SHORT EXERCISE — Reproduce word for word the stretch of the material below, from the line containing "[point] every instance of the thumbs" through the end of the material.

DATA SUPPLIED —
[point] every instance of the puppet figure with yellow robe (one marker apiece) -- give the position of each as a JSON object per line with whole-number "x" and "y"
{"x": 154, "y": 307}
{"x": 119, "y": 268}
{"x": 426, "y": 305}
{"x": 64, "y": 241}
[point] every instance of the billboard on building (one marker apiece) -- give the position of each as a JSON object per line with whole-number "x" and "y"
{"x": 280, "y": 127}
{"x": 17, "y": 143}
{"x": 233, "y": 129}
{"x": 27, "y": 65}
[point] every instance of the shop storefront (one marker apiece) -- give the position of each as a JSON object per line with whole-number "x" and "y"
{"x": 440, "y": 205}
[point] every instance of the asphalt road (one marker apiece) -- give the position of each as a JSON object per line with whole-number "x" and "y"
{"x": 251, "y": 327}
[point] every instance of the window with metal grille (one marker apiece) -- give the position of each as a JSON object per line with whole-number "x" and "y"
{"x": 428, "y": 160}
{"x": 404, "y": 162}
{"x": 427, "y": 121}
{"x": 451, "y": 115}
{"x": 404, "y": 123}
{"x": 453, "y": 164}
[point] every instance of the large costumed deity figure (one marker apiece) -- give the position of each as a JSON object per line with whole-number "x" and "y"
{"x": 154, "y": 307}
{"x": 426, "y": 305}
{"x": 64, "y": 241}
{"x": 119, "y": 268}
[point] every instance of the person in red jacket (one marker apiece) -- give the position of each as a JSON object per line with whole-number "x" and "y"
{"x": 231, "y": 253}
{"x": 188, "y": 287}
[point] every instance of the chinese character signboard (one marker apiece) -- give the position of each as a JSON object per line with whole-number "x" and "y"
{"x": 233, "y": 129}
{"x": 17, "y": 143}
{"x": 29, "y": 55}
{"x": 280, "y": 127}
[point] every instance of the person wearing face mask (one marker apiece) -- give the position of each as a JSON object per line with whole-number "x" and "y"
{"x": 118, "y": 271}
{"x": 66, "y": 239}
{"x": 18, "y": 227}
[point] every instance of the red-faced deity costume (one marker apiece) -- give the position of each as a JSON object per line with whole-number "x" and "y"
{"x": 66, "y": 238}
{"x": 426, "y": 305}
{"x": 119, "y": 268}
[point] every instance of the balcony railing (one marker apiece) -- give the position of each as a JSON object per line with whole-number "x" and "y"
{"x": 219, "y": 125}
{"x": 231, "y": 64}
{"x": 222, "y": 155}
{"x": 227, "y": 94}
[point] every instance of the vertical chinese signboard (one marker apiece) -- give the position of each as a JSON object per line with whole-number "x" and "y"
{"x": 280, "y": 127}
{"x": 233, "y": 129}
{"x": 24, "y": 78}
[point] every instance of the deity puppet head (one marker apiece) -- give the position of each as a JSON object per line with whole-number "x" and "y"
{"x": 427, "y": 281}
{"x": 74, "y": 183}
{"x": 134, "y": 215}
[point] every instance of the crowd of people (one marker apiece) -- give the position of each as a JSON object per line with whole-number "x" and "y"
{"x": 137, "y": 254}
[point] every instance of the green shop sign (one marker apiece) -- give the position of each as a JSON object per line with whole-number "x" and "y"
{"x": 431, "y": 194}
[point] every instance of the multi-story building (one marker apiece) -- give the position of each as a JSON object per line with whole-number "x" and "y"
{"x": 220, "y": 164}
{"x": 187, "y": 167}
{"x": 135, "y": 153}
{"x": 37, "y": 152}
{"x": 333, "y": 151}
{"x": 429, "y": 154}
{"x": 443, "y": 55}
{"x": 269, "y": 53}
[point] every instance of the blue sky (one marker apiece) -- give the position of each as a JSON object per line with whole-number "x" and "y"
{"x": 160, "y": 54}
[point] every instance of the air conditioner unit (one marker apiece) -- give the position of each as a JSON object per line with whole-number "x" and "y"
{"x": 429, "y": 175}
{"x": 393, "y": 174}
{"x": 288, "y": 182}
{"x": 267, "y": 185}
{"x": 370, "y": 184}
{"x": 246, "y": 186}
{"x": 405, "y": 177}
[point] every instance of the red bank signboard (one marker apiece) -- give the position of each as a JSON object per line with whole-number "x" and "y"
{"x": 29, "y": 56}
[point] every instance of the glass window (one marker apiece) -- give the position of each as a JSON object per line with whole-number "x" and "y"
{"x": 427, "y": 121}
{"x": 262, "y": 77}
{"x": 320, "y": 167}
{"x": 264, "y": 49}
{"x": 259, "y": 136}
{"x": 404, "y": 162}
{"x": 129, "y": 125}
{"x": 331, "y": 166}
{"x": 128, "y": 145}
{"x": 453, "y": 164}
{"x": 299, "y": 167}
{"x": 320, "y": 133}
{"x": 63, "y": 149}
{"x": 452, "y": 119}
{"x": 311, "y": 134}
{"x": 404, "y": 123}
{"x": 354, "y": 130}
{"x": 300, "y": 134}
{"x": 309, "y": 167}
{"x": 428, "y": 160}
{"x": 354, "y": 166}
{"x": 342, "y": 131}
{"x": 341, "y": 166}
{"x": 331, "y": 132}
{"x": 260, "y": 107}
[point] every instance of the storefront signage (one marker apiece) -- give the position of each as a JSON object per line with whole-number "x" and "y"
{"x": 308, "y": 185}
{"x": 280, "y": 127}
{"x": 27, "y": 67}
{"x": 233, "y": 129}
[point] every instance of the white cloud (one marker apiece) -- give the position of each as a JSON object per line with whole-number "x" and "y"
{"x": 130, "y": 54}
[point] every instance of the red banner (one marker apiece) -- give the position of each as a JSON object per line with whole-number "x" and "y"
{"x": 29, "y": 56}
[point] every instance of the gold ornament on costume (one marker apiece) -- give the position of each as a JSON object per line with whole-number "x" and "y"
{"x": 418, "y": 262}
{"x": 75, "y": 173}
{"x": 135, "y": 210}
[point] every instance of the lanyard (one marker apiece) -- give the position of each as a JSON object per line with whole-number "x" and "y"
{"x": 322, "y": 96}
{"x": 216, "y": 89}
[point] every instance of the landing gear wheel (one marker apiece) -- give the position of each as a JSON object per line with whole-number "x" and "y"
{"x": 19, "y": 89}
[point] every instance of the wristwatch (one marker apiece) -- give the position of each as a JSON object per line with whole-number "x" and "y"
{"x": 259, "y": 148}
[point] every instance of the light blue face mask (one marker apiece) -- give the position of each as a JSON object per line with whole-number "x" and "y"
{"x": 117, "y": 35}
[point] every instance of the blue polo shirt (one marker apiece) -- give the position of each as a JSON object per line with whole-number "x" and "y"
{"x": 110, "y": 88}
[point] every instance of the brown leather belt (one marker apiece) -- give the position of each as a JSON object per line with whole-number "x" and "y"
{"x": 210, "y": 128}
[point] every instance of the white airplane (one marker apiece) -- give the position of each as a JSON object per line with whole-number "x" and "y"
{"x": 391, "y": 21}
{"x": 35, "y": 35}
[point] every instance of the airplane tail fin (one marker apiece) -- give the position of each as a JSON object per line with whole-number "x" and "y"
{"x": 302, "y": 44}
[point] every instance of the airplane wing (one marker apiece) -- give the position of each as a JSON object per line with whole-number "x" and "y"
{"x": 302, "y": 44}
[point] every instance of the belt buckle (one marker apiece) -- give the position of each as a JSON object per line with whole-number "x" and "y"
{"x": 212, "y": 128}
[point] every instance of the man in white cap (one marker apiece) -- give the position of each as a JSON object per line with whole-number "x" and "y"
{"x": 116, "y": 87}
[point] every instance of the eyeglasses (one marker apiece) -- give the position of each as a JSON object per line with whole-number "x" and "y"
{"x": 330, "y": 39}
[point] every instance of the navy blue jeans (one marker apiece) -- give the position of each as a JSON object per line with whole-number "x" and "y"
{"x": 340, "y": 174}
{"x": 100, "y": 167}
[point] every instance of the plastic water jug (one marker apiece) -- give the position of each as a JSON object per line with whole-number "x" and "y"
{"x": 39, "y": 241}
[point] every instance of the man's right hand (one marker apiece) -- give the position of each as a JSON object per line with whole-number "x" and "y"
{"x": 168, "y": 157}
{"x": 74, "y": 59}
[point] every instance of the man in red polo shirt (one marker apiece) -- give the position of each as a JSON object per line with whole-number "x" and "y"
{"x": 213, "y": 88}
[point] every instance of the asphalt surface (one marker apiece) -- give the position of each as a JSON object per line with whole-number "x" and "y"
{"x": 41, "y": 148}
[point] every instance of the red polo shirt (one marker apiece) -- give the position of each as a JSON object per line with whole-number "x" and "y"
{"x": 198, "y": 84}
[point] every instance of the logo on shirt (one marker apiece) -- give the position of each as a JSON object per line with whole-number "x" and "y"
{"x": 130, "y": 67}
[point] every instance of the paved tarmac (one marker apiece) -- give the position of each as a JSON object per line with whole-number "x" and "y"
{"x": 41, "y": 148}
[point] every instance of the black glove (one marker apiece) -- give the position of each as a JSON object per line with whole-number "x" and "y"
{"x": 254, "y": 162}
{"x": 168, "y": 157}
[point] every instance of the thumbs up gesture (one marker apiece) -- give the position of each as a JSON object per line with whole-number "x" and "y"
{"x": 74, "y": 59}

REPLY TO THE TASK —
[point] every instance of the thumbs up gesture (one marker apiece) -- give the position of each as a JSON object per line with whole-number "x" and "y"
{"x": 74, "y": 59}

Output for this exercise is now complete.